* Your task *
Determine how many lines in this listing contain the word "tinted" and report that number by itself.

* Data for review *

========

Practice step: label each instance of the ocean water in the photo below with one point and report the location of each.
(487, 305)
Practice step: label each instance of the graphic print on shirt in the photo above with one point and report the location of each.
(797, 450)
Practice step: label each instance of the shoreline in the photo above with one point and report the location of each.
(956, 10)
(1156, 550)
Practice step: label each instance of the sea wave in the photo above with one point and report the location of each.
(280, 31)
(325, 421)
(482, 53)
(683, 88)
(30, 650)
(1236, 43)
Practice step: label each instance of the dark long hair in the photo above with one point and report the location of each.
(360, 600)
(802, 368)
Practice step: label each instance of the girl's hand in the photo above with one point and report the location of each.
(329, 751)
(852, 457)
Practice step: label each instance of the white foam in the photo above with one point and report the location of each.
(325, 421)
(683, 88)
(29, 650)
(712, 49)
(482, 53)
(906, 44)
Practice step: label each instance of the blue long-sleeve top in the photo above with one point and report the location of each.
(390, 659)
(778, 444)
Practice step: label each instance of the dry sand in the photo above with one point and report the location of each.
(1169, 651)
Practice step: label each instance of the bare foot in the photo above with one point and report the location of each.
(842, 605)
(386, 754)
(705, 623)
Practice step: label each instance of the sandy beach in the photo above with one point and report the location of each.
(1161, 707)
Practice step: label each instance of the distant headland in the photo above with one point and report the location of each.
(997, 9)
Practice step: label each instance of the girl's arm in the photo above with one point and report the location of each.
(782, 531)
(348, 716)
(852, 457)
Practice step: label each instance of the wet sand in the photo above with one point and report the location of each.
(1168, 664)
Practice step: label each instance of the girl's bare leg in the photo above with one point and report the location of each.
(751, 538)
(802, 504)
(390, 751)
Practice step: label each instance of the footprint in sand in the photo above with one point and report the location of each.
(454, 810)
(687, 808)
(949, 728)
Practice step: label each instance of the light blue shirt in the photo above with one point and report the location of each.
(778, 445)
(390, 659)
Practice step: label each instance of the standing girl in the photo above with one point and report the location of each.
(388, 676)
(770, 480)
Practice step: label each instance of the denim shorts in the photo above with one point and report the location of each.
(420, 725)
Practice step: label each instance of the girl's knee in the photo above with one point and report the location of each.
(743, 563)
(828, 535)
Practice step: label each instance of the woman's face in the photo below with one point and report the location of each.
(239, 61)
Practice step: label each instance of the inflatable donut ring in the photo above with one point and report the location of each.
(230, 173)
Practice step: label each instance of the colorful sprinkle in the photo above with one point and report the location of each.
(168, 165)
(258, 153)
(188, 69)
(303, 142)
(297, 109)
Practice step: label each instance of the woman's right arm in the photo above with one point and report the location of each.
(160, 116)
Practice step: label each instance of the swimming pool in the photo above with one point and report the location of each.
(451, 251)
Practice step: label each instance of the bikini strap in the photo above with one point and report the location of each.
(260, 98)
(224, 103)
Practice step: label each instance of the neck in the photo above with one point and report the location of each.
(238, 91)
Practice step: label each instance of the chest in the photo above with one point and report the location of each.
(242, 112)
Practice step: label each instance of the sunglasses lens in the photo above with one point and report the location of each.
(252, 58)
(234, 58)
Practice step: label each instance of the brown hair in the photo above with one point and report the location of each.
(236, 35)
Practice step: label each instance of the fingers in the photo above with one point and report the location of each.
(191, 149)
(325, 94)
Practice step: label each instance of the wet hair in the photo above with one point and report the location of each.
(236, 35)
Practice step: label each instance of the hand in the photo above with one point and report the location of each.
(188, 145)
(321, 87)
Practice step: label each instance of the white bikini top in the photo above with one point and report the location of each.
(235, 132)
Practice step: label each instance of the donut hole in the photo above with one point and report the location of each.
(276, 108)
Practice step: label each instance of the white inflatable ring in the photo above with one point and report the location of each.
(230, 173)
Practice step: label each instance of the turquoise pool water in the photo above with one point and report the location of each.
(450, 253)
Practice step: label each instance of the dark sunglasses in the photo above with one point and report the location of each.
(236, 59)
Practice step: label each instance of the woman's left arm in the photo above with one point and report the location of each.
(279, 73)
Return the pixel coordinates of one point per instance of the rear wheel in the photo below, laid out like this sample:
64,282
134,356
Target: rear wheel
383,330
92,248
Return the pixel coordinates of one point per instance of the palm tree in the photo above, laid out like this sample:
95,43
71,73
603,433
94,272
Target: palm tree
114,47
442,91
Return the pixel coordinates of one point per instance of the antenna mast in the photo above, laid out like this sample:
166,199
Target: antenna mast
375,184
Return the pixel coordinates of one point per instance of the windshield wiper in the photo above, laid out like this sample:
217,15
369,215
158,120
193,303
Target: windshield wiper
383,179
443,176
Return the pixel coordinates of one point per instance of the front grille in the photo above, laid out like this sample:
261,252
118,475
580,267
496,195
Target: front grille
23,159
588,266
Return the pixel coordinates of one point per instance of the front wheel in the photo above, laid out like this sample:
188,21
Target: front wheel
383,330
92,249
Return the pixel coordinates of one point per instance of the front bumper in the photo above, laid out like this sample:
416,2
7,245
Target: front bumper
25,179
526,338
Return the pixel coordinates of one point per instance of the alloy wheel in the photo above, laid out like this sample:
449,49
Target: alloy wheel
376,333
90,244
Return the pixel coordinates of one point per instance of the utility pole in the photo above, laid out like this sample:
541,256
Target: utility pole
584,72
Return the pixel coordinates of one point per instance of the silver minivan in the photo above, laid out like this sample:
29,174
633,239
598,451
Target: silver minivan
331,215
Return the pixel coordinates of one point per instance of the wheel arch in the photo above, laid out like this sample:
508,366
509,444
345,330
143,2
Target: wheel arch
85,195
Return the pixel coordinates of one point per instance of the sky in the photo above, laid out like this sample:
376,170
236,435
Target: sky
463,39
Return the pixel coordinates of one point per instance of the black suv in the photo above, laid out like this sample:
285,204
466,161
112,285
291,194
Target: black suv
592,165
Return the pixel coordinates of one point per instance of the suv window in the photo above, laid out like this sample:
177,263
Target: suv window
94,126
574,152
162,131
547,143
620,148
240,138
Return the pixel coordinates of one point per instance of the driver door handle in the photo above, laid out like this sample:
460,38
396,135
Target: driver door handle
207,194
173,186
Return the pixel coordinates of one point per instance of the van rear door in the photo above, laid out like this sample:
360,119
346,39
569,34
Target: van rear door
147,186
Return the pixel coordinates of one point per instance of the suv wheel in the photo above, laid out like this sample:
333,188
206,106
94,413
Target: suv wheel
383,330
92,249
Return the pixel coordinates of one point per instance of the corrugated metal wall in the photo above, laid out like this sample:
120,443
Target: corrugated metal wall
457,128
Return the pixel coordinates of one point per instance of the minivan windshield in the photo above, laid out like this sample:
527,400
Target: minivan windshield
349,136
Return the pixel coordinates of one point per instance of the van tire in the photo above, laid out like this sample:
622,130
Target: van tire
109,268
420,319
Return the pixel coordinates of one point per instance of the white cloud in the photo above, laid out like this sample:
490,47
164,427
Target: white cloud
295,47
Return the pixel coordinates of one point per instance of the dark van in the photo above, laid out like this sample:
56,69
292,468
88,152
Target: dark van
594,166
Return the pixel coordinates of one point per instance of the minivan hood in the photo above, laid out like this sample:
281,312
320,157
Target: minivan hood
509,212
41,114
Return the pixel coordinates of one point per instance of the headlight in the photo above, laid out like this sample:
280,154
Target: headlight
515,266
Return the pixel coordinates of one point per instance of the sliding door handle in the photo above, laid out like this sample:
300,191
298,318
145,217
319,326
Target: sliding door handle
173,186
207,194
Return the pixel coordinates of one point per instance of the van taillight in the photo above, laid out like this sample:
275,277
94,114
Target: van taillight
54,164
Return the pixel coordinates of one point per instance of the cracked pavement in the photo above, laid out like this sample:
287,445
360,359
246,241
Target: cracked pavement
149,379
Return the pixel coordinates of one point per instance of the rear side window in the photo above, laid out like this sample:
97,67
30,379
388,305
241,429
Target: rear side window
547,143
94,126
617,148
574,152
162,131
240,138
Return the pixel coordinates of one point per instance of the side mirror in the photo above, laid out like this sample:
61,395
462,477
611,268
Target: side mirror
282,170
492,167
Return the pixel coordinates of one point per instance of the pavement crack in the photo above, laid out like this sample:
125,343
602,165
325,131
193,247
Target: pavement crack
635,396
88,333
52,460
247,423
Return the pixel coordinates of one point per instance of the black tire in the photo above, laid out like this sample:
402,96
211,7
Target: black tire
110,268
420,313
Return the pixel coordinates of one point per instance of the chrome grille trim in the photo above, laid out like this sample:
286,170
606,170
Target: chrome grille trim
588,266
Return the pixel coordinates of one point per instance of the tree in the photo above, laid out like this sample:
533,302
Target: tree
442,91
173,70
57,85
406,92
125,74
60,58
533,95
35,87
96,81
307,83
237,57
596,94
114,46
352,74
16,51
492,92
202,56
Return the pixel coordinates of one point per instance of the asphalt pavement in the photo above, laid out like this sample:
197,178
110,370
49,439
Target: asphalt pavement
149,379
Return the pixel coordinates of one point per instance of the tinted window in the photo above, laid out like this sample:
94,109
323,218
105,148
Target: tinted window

========

* Your response *
2